▶ _TEXT BLOCK_
Solution for Question 14
Step 1: Initial State
Gas is filled in flask B at pressure $P$. Flask A is evacuated (Pressure = 0). Valve C is closed.
- Initial Pressure ($P_i$) = $P$
- Initial Volume ($V_i$) = $V_B$
Step 2: Final State
Valve C is opened. The gas expands to fill both flasks A and B. The temperature remains constant (conducting materials).
- Final Volume ($V_f$) = $V_A + V_B$
- Final Pressure ($P_f$) = $P – \Delta p$ (Since pressure drops by $\Delta p$)
Calculation:
Apply Boyle’s Law ($P_i V_i = P_f V_f$):
$$P V_B = (P – \Delta p)(V_A + V_B)$$
$$P V_B = (P – \Delta p)V_A + (P – \Delta p)V_B$$
Rearranging terms to isolate $V_A$:
$$P V_B – (P – \Delta p)V_B = (P – \Delta p)V_A$$
$$V_B [ P – (P – \Delta p) ] = (P – \Delta p)V_A$$
$$V_B [ \Delta p ] = (P – \Delta p)V_A$$
$$V_A = \frac{\Delta p V_B}{P – \Delta p}$$
Correct Answer: (a) $\frac{\Delta p V_B}{P – \Delta p}$

▶ _MATERIAL PROVIDED_
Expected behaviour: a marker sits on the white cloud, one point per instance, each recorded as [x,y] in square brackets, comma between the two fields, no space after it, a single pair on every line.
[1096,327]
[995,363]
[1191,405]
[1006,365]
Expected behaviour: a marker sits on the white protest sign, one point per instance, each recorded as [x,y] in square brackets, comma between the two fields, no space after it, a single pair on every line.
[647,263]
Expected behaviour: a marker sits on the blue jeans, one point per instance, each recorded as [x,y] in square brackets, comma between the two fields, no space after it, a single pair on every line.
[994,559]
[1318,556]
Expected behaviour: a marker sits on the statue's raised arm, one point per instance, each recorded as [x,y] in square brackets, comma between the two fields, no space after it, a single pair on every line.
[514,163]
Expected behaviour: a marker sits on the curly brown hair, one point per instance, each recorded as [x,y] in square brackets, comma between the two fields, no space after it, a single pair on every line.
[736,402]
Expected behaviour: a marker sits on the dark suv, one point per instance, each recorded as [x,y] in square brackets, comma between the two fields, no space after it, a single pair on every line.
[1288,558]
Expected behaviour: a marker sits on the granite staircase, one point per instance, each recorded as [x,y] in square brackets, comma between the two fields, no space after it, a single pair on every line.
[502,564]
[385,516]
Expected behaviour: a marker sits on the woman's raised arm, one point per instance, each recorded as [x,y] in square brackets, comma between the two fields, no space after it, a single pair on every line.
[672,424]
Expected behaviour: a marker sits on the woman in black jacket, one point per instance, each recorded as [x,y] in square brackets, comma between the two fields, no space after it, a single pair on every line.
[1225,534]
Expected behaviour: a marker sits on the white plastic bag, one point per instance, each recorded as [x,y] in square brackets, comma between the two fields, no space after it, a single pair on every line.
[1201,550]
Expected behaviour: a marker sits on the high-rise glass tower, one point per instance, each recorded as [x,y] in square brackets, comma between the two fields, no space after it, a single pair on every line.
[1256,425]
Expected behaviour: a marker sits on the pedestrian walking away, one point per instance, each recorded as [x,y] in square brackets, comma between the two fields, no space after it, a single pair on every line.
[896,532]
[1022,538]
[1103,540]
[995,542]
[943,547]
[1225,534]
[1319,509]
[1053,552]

▶ _STATED EXERCISE_
Return, word for word, the part of the Boyle's law solution from "Solution for Question" to "constant (conducting materials).".

▶ _OUTPUT OF THE TASK_
Solution for Question 14
Step 1: Initial State
Gas is filled in flask B at pressure $P$. Flask A is evacuated (Pressure = 0). Valve C is closed.
- Initial Pressure ($P_i$) = $P$
- Initial Volume ($V_i$) = $V_B$
Step 2: Final State
Valve C is opened. The gas expands to fill both flasks A and B. The temperature remains constant (conducting materials).